:: Listing ::
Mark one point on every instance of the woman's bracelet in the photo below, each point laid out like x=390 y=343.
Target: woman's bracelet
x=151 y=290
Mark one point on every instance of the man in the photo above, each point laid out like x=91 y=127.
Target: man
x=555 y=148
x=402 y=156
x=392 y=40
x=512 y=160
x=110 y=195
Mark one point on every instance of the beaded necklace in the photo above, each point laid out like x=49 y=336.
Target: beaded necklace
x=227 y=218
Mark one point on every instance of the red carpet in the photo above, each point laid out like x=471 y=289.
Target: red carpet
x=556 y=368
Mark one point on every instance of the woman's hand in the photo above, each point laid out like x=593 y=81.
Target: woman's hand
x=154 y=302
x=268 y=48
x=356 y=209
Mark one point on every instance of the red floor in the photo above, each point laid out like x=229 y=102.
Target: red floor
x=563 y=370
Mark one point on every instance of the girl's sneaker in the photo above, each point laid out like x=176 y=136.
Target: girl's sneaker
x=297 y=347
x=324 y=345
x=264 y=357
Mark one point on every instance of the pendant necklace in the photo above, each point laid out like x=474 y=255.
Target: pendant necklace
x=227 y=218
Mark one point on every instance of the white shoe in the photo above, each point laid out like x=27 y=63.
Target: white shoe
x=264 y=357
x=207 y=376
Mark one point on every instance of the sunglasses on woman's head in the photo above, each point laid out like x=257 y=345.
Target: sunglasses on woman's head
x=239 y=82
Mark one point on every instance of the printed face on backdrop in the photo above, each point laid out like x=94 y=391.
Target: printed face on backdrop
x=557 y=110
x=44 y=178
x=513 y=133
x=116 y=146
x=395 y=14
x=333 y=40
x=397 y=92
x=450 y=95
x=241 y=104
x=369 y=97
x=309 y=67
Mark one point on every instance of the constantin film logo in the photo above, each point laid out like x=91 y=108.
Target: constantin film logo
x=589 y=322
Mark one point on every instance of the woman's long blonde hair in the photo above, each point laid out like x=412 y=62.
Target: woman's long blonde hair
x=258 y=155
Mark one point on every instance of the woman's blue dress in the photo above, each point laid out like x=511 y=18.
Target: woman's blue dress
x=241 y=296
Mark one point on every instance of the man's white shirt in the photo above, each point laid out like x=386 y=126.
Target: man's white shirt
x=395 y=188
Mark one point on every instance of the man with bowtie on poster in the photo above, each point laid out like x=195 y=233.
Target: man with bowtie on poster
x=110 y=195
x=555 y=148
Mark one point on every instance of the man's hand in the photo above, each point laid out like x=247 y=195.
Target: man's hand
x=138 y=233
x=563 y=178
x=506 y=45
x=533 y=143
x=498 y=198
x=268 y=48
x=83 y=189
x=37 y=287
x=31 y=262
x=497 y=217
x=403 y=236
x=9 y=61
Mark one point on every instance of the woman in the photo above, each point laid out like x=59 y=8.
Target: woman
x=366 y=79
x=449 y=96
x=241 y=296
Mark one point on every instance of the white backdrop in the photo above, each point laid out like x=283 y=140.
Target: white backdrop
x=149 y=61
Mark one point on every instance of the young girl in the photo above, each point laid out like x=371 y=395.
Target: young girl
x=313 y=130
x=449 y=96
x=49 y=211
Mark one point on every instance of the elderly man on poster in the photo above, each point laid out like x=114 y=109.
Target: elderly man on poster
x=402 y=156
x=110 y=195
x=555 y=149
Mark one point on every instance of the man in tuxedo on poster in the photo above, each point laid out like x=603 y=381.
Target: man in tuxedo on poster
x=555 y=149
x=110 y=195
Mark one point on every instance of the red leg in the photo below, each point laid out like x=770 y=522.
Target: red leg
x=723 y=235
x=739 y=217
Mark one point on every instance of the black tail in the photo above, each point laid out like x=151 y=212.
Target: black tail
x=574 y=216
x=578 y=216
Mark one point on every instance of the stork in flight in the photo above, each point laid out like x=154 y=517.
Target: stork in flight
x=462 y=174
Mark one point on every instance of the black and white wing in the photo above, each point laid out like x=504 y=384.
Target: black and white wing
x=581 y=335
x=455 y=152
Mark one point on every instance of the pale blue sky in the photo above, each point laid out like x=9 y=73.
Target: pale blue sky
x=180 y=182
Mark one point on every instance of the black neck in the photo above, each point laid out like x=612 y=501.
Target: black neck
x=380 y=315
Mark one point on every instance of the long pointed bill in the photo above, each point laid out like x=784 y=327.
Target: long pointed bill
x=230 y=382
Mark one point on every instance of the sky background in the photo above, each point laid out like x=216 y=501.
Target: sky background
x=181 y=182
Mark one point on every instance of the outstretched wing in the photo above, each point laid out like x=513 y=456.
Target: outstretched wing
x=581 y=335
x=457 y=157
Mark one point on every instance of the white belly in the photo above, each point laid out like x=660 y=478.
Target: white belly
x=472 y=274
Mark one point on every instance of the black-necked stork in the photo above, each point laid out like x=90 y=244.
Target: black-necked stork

:: Requirements ::
Rewrite all the records above, switching every "laid out like" to "formatted as" and leaving everything else unchanged.

:: Response ::
Mark one point on every instance of the woman's bracelet in the photo below, each point formatted as x=390 y=343.
Target: woman's bracelet
x=151 y=290
Mark one point on every instance of the man in the photo above, each point formatted as x=91 y=127.
Target: man
x=555 y=148
x=402 y=156
x=392 y=40
x=512 y=160
x=110 y=195
Mark one point on every instance of the beaded necklace in the photo above, each point formatted as x=49 y=336.
Target: beaded necklace
x=227 y=218
Mark one point on every instance of the red carpet in the photo above, each point formatted as x=471 y=289.
Target: red carpet
x=556 y=368
Mark one point on every instance of the woman's hand in the photo above, each point formatted as x=593 y=81.
Target: woman's hand
x=154 y=302
x=268 y=48
x=356 y=209
Mark one point on every instance of the red floor in the photo above, each point formatted as x=229 y=102.
Target: red floor
x=563 y=370
Mark one point on every instance of the girl's sneaker in the photo above, each point formatted as x=176 y=136.
Target: girl's sneaker
x=297 y=347
x=324 y=345
x=264 y=357
Mark one point on every instance of the pendant necklace in the photo above, each point formatted as x=474 y=255.
Target: pendant necklace
x=227 y=218
Mark one point on every instance of the white shoe in the photo above, each point formatted as x=27 y=63.
Target: white shoe
x=264 y=357
x=207 y=376
Mark one point on every instance of the sunglasses on woman's head in the photo above, each point formatted as x=257 y=345.
Target: sunglasses on woman's head
x=239 y=82
Mark one point on every instance of the printed face on backdrop in the photo above, each point formatted as x=94 y=391.
Target: printed face on backdrop
x=557 y=110
x=44 y=178
x=513 y=133
x=116 y=146
x=395 y=14
x=333 y=40
x=397 y=92
x=450 y=95
x=241 y=104
x=369 y=97
x=309 y=67
Mark one point on every instance of the constantin film logo in the photo above, each point formatted as x=91 y=108.
Target: constantin film logo
x=589 y=322
Mark one point on every instance of the woman's long blonde hair in the photo above, each point formatted as x=412 y=62.
Target: woman's long blonde hair
x=258 y=155
Mark one point on every instance of the woman's blue dress in the photo above, each point formatted as x=511 y=18.
Target: woman's blue dress
x=241 y=296
Mark one point on every instance of the man's white shirt in the photo above, each point formatted as x=386 y=126.
Target: man's white shirt
x=395 y=188
Mark one point on every instance of the man with bowtie on poster in the photo above, each point formatted as x=195 y=233.
Target: man with bowtie on poster
x=110 y=195
x=555 y=148
Mark one point on every instance of the man's hand in the photo above, each point formatted as x=247 y=195.
Target: man's hand
x=138 y=233
x=563 y=178
x=506 y=45
x=533 y=143
x=498 y=198
x=268 y=48
x=83 y=189
x=37 y=287
x=31 y=262
x=497 y=217
x=403 y=236
x=9 y=61
Mark one point on every instance of the woman in the photo above, each point formatted as x=59 y=8.
Target: woman
x=366 y=79
x=449 y=96
x=241 y=296
Mark one point on every instance of the white backdrop in the photo above, each point formatted as x=283 y=140.
Target: white backdrop
x=149 y=61
Mark one point on every instance of the young girl in the photo above, each point formatted as x=371 y=395.
Target: young girl
x=313 y=130
x=449 y=96
x=49 y=211
Mark one point on every instance of the elderly man on poster in the photo above, each point formatted as x=114 y=109.
Target: elderly man on poster
x=402 y=156
x=110 y=195
x=555 y=149
Mark one point on every instance of the man in tuxedo on poster in the photo above, each point formatted as x=603 y=381.
Target: man in tuxedo on poster
x=555 y=149
x=110 y=195
Mark one point on every instance of the red leg in the photo below, each point formatted as x=770 y=522.
Target: red leg
x=723 y=235
x=739 y=217
Mark one point on every instance of the black tail in the photo above, each point formatted as x=151 y=212.
Target: black tail
x=574 y=216
x=578 y=216
Mark one point on every instance of the stork in flight in the photo above, each point formatted as x=154 y=517.
Target: stork in flight
x=462 y=174
Mark one point on every instance of the black and white wing in the photo above, each point formatted as x=504 y=384.
Target: black and white wing
x=581 y=335
x=455 y=152
Mark one point on every instance of the pale blue sky in the photo above, each point formatted as x=9 y=73.
Target: pale blue sky
x=180 y=182
Mark one point on every instance of the black neck in the photo above, each point formatted as x=612 y=501.
Target: black neck
x=380 y=315
Mark one point on every instance of the long pointed bill in the photo above, each point formatted as x=784 y=327.
Target: long pointed bill
x=230 y=382
Mark one point on every instance of the sky background in the photo above, each point formatted as x=216 y=501.
Target: sky background
x=181 y=182
Mark one point on every instance of the outstretched wing in the photo above, each point formatted as x=513 y=456.
Target: outstretched wing
x=581 y=335
x=457 y=157
Mark one point on every instance of the white belly in the photo above, each point formatted as x=660 y=478.
Target: white belly
x=472 y=274
Mark one point on every instance of the black-necked stork in the photo above, each point formatted as x=90 y=244.
Target: black-necked stork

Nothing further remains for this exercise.